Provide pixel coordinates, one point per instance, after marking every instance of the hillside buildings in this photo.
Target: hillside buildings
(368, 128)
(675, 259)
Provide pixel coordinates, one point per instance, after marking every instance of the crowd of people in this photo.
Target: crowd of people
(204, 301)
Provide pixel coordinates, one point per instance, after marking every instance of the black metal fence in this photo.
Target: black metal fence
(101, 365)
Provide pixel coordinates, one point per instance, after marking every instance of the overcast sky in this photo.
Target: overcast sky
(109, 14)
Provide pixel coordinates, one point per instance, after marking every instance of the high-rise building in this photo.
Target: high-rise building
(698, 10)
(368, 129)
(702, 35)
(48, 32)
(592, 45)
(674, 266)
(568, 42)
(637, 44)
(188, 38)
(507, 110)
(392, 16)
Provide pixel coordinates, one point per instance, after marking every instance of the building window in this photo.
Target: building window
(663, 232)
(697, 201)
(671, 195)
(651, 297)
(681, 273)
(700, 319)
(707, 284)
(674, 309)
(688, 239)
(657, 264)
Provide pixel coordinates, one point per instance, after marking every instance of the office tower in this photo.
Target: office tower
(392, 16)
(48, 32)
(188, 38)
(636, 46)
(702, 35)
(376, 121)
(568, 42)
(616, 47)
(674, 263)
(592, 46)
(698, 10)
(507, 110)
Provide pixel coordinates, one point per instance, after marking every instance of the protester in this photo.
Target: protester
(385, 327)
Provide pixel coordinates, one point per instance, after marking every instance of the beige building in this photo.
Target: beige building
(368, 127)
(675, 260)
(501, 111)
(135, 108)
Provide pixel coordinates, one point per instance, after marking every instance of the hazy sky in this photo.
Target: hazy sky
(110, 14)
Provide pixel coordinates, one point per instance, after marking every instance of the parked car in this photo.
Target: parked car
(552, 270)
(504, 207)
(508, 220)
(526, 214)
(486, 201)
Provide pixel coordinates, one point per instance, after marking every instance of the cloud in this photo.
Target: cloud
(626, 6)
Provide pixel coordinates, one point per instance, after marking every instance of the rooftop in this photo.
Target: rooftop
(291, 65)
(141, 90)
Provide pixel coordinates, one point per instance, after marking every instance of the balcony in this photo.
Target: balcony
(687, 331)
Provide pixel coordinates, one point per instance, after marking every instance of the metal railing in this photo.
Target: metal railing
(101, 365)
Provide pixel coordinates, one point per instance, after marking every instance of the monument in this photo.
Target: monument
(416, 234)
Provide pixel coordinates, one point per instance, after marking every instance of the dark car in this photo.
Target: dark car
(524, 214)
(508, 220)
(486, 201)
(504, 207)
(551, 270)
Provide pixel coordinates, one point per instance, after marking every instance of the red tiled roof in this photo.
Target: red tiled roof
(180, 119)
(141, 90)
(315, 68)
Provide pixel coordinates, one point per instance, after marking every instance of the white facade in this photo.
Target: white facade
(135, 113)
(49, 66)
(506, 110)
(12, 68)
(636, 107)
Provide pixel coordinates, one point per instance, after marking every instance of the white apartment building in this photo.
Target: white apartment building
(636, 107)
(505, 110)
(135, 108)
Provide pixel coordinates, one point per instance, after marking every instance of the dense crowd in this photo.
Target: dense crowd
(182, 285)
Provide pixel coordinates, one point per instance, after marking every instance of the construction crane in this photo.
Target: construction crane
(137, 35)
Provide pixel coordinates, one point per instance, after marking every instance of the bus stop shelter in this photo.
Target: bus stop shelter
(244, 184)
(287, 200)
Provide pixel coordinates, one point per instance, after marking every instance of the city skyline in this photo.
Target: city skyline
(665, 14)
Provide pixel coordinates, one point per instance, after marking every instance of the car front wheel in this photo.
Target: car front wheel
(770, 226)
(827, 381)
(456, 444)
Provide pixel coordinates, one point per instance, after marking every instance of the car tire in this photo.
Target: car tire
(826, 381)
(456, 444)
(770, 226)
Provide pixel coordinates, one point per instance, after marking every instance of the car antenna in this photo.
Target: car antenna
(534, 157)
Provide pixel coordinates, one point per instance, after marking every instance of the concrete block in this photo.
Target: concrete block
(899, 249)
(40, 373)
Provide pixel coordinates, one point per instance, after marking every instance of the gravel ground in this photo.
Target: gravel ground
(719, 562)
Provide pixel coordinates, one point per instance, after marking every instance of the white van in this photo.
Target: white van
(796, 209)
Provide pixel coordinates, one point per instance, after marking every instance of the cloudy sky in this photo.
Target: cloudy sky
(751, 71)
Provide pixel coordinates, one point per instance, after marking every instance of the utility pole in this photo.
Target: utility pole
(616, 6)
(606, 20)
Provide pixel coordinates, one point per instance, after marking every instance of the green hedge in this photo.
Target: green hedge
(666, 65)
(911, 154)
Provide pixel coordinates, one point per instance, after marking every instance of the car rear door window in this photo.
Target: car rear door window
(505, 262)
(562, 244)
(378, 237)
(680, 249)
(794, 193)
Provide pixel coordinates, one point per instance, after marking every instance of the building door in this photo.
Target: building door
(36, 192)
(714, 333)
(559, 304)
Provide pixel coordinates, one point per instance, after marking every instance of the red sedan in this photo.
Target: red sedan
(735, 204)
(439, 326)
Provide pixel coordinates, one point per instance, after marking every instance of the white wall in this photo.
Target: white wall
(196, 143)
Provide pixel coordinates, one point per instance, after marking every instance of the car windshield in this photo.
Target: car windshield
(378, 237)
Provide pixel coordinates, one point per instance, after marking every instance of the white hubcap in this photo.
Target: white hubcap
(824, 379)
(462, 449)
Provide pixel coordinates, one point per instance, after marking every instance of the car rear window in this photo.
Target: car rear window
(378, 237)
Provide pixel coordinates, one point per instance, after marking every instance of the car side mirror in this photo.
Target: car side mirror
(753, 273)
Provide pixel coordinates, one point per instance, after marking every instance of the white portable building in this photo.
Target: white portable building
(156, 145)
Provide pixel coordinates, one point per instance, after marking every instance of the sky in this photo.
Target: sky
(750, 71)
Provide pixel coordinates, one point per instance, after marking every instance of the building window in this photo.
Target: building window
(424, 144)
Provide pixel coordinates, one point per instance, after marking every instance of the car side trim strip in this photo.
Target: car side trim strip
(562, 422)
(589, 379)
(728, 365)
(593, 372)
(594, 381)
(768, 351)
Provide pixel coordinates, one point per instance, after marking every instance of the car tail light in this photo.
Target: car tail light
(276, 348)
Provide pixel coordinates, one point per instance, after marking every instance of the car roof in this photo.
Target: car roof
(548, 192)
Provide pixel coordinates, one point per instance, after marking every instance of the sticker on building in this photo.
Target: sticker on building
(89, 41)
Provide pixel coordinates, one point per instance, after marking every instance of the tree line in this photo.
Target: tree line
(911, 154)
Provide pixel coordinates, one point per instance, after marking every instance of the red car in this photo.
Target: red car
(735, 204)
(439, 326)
------------------------------------------------------------------------
▸ **Problem statement**
Return, word for word, each line from the line that contains "on building in this photo." to the end of the listing above; include both end lines and nothing else.

▸ **Answer to this exercise**
Provide pixel coordinates, one point per instance, after marking every instance of the sticker on building in this photo.
Target: sticker on building
(89, 41)
Provide pixel coordinates, one point per instance, after marking every instance of the tree line in this photo.
Target: tree line
(911, 154)
Provide pixel coordinates, one point per instance, after marking every instance of the red car in this photo.
Target: red car
(735, 204)
(439, 326)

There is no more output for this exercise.